▸ **WHAT YOU WILL DO**: Count the lines in the data below that contain the string "labeling", treating uppercase and lowercase as distinct. Reply with the number alone.

▸ **Stored dataset items**:

────────────────────────────────────────

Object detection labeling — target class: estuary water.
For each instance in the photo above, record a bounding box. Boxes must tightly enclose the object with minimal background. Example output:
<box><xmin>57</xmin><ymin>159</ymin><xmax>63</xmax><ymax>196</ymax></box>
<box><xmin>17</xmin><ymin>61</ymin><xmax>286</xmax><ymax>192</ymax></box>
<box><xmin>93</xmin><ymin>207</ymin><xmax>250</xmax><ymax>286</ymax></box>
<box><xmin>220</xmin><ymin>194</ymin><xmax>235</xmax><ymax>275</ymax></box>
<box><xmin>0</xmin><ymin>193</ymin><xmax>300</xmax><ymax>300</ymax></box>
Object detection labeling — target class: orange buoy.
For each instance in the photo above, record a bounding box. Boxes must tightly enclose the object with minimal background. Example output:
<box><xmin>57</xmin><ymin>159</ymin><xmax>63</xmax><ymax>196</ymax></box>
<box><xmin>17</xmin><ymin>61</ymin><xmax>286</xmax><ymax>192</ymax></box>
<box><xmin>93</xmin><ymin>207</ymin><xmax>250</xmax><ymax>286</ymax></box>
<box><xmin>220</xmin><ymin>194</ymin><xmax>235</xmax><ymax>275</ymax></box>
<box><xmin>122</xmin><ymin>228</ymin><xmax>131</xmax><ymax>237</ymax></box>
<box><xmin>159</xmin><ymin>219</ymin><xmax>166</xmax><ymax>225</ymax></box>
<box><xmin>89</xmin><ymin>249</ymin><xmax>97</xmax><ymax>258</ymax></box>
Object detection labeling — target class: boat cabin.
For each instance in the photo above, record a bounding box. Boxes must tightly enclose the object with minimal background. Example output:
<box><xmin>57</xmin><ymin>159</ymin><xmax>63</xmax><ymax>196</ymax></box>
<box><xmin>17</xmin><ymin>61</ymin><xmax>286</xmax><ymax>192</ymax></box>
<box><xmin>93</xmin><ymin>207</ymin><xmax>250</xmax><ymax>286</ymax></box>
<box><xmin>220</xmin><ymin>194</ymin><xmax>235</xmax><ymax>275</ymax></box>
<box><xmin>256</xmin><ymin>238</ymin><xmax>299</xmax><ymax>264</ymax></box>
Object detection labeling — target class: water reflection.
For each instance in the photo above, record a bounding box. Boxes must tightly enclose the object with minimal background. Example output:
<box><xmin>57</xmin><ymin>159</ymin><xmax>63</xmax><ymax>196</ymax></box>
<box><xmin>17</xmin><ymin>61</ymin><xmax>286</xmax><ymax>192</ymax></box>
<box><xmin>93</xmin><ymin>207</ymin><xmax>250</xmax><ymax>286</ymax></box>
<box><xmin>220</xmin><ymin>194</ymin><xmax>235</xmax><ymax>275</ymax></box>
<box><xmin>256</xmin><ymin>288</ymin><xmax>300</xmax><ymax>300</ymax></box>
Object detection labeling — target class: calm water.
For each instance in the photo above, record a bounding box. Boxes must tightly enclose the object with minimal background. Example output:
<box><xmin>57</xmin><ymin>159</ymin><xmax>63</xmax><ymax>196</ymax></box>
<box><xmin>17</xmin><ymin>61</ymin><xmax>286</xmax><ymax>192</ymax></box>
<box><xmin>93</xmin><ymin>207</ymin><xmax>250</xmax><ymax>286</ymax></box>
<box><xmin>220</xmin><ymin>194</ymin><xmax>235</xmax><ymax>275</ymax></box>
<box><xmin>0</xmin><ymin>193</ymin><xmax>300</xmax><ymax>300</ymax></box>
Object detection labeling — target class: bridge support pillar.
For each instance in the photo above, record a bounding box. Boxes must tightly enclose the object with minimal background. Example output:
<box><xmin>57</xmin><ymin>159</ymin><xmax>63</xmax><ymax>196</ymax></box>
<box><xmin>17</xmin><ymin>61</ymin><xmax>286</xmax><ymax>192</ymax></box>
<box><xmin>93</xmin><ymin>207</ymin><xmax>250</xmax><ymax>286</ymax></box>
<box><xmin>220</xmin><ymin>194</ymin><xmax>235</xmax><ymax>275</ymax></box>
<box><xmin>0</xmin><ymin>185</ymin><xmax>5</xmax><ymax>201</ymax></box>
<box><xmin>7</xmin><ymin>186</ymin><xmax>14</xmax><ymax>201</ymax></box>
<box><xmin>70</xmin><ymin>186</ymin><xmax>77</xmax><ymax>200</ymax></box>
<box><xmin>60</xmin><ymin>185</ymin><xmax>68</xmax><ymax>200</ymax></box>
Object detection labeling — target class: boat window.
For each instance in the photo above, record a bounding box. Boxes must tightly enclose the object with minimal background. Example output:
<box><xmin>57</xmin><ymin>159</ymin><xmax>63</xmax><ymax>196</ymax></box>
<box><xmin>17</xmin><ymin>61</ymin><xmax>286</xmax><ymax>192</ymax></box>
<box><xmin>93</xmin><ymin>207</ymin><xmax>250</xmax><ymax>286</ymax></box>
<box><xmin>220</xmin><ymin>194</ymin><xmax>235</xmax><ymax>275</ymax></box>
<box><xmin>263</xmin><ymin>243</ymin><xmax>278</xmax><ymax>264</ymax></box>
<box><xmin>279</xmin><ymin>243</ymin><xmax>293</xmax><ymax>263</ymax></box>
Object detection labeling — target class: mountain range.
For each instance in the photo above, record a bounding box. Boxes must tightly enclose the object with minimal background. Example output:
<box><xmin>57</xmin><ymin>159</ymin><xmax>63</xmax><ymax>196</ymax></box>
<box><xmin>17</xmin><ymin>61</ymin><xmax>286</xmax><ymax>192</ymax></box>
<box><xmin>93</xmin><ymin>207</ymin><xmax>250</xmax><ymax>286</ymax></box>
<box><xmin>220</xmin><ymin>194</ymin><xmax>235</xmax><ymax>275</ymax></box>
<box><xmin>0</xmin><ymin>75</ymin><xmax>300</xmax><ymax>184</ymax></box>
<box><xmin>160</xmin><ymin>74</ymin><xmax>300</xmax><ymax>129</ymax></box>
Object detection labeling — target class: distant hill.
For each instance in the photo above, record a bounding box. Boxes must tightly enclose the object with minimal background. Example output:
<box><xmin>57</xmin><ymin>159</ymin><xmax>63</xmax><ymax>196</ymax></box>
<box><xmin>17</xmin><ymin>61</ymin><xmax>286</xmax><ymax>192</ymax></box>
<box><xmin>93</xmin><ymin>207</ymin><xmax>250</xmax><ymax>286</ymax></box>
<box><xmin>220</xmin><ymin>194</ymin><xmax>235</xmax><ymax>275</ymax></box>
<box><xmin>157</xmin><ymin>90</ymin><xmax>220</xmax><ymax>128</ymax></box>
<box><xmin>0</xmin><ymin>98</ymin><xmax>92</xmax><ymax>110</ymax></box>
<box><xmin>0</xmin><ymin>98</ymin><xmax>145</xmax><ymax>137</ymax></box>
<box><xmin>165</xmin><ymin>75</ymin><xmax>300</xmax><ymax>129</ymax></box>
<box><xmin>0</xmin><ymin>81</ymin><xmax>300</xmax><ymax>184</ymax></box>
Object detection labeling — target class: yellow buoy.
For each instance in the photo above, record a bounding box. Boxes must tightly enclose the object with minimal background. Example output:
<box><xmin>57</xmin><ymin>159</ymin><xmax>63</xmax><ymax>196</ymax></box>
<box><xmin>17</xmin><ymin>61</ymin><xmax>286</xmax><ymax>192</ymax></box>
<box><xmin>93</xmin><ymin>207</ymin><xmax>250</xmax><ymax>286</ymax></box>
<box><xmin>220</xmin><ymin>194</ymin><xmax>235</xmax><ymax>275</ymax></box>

────────────────────────────────────────

▸ **RESPONSE TO THIS EXERCISE**: 10